Data listing:
>> BEGIN

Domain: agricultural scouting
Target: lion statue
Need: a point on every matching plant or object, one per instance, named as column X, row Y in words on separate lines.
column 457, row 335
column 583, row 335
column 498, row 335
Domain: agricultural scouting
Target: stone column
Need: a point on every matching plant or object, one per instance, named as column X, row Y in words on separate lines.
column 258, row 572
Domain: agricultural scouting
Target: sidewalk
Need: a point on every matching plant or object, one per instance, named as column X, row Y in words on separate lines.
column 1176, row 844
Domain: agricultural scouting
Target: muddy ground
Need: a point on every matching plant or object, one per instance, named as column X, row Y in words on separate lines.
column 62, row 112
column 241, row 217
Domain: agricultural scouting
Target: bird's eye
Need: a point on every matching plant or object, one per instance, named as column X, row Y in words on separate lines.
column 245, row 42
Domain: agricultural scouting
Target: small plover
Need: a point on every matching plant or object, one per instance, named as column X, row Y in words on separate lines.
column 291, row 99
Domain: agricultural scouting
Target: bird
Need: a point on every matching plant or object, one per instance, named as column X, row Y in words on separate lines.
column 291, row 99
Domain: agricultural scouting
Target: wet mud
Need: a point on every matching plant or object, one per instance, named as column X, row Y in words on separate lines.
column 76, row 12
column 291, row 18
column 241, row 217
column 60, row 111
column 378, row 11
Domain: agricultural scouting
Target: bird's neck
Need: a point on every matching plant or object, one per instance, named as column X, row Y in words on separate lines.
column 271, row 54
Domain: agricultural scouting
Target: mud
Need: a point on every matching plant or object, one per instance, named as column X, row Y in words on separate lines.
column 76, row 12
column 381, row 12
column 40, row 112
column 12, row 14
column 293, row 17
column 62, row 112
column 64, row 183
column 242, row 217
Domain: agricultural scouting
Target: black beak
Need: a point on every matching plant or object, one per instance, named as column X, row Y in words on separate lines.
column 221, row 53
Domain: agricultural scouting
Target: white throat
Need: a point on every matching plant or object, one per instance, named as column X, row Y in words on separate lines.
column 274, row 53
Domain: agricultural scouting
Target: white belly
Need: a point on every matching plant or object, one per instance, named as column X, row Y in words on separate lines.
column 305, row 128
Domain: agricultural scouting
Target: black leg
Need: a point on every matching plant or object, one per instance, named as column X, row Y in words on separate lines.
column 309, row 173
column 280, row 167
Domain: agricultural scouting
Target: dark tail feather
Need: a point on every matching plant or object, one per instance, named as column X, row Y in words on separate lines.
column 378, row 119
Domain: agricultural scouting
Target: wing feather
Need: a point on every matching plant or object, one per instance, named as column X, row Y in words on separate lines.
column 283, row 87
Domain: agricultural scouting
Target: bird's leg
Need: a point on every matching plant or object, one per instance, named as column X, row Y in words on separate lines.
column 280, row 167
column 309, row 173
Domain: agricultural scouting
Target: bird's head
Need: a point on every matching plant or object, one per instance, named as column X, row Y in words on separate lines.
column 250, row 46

>> END

- _REQUIREMENTS_: Rewrite all the records above with "agricultural scouting" changed to "crop scouting" everywhere it occurs, keeping every other line and word the same.

- _COMPLETE ANSWER_:
Domain: crop scouting
Target: lion statue
Need: a point on every matching plant or object, one per instance, named as column X, row Y in words on separate lines.
column 457, row 335
column 583, row 335
column 498, row 335
Domain: crop scouting
Target: stone column
Need: a point on every matching plant or object, one per instance, named as column X, row Y in words on separate lines.
column 258, row 572
Domain: crop scouting
Target: sidewalk
Need: a point on every matching plant or object, one per instance, named as column X, row Y in words on separate lines.
column 1176, row 844
Domain: crop scouting
Target: muddy ground
Need: a point on every matching plant or object, one per instance, named as column X, row Y in words on separate lines.
column 62, row 112
column 241, row 217
Domain: crop scouting
Target: bird's eye
Need: a point on every matching plant or object, one per instance, named as column X, row Y in words on separate lines.
column 245, row 42
Domain: crop scouting
Target: small plover
Need: a point on every matching plant or object, one per instance, named as column X, row Y in words on separate lines.
column 291, row 99
Domain: crop scouting
Target: bird
Need: a point on every matching plant or object, one per instance, named as column X, row Y in words on separate lines.
column 291, row 99
Domain: crop scouting
Target: wet mud
Need: a point on every matching plant or object, one per instance, named as column X, row Y in words on separate lines.
column 76, row 12
column 291, row 18
column 241, row 217
column 60, row 111
column 378, row 11
Domain: crop scouting
Target: bird's neck
Need: a point on every matching plant or object, one per instance, named as column X, row Y in words on separate lines.
column 271, row 54
Domain: crop scouting
Target: mud
Need: a point on every matching plant or object, one per instance, named as column X, row Y in words on separate lines.
column 76, row 12
column 381, row 12
column 40, row 112
column 12, row 14
column 293, row 17
column 62, row 112
column 64, row 183
column 242, row 217
Domain: crop scouting
Target: black beak
Need: a point on every matching plant or object, one per instance, named as column X, row Y in words on separate lines.
column 221, row 53
Domain: crop scouting
Target: white throat
Need: a point on every matching plant or object, one per instance, named as column X, row Y in words on separate lines.
column 274, row 53
Domain: crop scouting
Target: white belly
Need: a point on every matching plant or object, one per instance, named as column X, row Y in words on separate lines.
column 305, row 128
Domain: crop scouting
Target: black leg
Need: a point on every matching plant or object, one per instance, named as column X, row Y in words on separate lines.
column 309, row 173
column 280, row 167
Domain: crop scouting
Target: dark tail feather
Need: a point on every matching plant or object, one per instance, named as column X, row Y in words on separate lines.
column 378, row 119
Domain: crop scouting
Target: wing feather
Need: a point on every matching plant or object, one per instance, named as column X, row Y in words on separate lines.
column 283, row 87
Domain: crop scouting
Target: bird's leg
Need: a point on every matching plant or object, one per instance, named as column X, row Y in words on separate lines.
column 280, row 167
column 309, row 173
Domain: crop scouting
Target: bird's head
Need: a point on every matching plant or object, one per instance, named as column X, row Y in words on separate lines.
column 250, row 46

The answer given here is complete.